<<<<
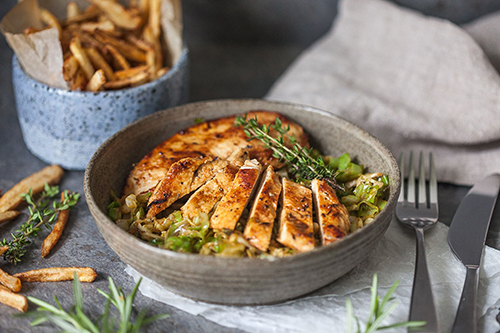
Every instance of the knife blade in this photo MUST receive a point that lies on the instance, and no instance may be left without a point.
(466, 237)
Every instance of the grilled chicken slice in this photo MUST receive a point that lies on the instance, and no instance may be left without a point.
(333, 217)
(215, 138)
(175, 185)
(230, 208)
(207, 171)
(260, 223)
(205, 198)
(296, 220)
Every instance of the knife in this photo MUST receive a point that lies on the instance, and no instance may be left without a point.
(466, 237)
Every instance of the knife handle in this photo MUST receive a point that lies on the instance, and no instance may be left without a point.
(422, 302)
(466, 320)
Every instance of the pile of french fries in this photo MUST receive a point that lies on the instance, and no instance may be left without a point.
(10, 285)
(108, 46)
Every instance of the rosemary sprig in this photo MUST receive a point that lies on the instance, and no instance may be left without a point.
(75, 320)
(302, 164)
(43, 212)
(379, 311)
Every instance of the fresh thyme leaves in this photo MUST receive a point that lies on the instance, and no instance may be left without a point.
(43, 212)
(75, 320)
(379, 311)
(300, 159)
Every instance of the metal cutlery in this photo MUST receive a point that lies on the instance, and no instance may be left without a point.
(420, 214)
(466, 237)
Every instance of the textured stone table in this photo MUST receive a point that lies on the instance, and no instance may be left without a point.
(224, 63)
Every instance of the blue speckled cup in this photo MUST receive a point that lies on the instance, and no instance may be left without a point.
(66, 127)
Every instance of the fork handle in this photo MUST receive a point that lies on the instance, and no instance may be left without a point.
(466, 319)
(422, 302)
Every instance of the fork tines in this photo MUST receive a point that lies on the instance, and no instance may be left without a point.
(423, 201)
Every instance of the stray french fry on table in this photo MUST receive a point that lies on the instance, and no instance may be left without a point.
(9, 281)
(54, 274)
(12, 198)
(16, 301)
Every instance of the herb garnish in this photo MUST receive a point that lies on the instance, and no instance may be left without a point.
(75, 320)
(300, 159)
(379, 310)
(43, 212)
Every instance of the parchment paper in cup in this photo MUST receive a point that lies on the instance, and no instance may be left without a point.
(40, 54)
(171, 23)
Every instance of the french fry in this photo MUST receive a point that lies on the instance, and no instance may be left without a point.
(91, 41)
(89, 14)
(9, 281)
(92, 26)
(70, 67)
(144, 9)
(3, 249)
(8, 215)
(79, 81)
(72, 10)
(76, 48)
(154, 17)
(158, 56)
(162, 71)
(130, 52)
(120, 59)
(51, 240)
(127, 81)
(53, 274)
(123, 18)
(126, 73)
(96, 81)
(12, 198)
(141, 44)
(16, 301)
(49, 19)
(100, 63)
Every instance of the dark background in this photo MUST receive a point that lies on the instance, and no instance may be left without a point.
(238, 48)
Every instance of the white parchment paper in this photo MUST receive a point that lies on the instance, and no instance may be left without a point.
(324, 310)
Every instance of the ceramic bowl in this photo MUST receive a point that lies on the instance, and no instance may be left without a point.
(236, 281)
(66, 127)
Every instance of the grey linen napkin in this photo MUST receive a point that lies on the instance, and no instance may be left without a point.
(415, 82)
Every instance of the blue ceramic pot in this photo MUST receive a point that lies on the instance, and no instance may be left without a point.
(66, 127)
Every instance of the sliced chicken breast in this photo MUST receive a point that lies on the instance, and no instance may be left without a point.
(205, 198)
(215, 138)
(296, 220)
(230, 208)
(259, 228)
(333, 217)
(175, 185)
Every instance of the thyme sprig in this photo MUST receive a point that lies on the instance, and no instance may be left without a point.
(380, 309)
(43, 212)
(75, 320)
(300, 159)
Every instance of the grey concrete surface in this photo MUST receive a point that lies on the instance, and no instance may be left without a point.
(225, 62)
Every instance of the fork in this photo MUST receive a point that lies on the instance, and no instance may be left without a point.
(421, 215)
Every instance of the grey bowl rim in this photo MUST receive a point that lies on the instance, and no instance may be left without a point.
(141, 245)
(83, 94)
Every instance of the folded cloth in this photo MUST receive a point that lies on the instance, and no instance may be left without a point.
>>>>
> **PROBLEM TO SOLVE**
The entries are to be printed exactly as written; the pictures are to be left out.

> **EXPECTED ANSWER**
Every instance of the knife blade in this photo MUST receive a point that lies on the instance, and no instance may be left without a point.
(466, 237)
Every instance of the grilled chicken slice in this photo MUST receive a point that lies on the instance, and no instance may be left without a point.
(333, 217)
(215, 138)
(175, 185)
(230, 208)
(207, 171)
(260, 223)
(205, 198)
(296, 220)
Every instance of the knife in this photo MUST receive a point that lies on the instance, and no instance may be left without a point.
(466, 237)
Every instance of the knife handle in this photo MUST receive a point that lies on the instance, and no instance may be left without a point.
(422, 302)
(466, 320)
Every instance of the pile of french fries in this photo MUST receive a point that lies on the instance, and no instance may be left without a point.
(10, 285)
(108, 46)
Every instance of the rosemary sprig in this photo MUST receive a point that lies on the instance, and no instance may be left without a point.
(75, 320)
(302, 164)
(43, 212)
(379, 311)
Every instance of the fresh thyme leaves in this photo MUST receive a point that lies on the instance, and no instance may be left without a point.
(43, 212)
(75, 320)
(379, 311)
(300, 159)
Every instance of the metal cutlery in this photo MUST receive a point that lies on the instance, and no instance may be left without a point.
(420, 214)
(466, 237)
Every instance of the textured stone table in this photo MUST receive a point that lies on the instance, and no instance may be left without a point.
(224, 63)
Every instance of the blue speckled cup in this photo MUST receive a point that lies on the instance, and no instance may be left without a point.
(66, 127)
Every instance of the fork handle in this photo MUST receive a point that lies on the instance, and no instance may be left without a point.
(466, 319)
(422, 302)
Every instance of the fork tines in this photo MUST receive a point that lies on the instance, and no instance may be left without a point.
(423, 201)
Every instance of the stray french fry on table in this photo MUST receive a point that lies on the instance, and no instance may be left without a point.
(9, 281)
(54, 274)
(12, 198)
(16, 301)
Every instance of the herb garnish in this photo MUST receive a point that lies on the instance, and no instance may be left without a point.
(75, 320)
(300, 159)
(379, 310)
(43, 212)
Every instance of the parchment paper in cup in this photo MUST receive a point that lies on the instance, and no instance may be left without a point.
(40, 54)
(171, 23)
Every instance of the french fry in this photo MUST receive a point that lies on the instance, and no instance may be left without a point.
(91, 41)
(89, 14)
(9, 281)
(92, 26)
(70, 67)
(144, 9)
(3, 249)
(8, 215)
(79, 81)
(72, 10)
(76, 48)
(154, 17)
(158, 56)
(162, 71)
(130, 52)
(120, 59)
(51, 240)
(127, 81)
(53, 274)
(123, 18)
(126, 73)
(96, 81)
(12, 198)
(141, 44)
(16, 301)
(49, 19)
(100, 63)
Every instance of the dark background in this photo MUST receive a point that lies on the instance, and no instance may be left without a point.
(238, 48)
Every instance of the white parchment paper in this photo MUST receive a point that lies on the instance, and no instance may be left without a point.
(324, 310)
Every instance of the ceramic bowl in this photo MUST receive a point that lies on the instance, and no instance may be left without a point.
(236, 281)
(66, 127)
Every instance of the grey linen napkin in this photo MUST receive a point that lies on the instance, and no instance may be left without a point.
(415, 82)
Every instance of the blue ceramic pot in this photo MUST receive a point that lies on the instance, and no instance may be left without a point.
(66, 127)
Every instance of the sliced chicken breast in this photo MUST receive a point that lies on the instance, and no instance may be left without a point.
(205, 198)
(215, 138)
(296, 220)
(230, 208)
(259, 228)
(333, 217)
(175, 185)
Every instance of the thyme sprig in this photo MUST receive a point that lies on the instance, and no instance may be left without a point.
(380, 309)
(43, 212)
(75, 320)
(300, 159)
Every instance of the grey concrete surface in this photo MUST receive a point that lies on the instance, and no instance may be left without a point.
(225, 62)
Every instance of the fork in this photo MUST receive a point that lies on the instance, and no instance may be left without a point.
(421, 215)
Every instance of the grey bowl rim in this photo MUST receive a point that lies on the instance, and no instance may be left without a point.
(141, 245)
(83, 94)
Every instance of the folded cloth in this photo MUST receive a point that lies on the instance, and no instance may be left without a point.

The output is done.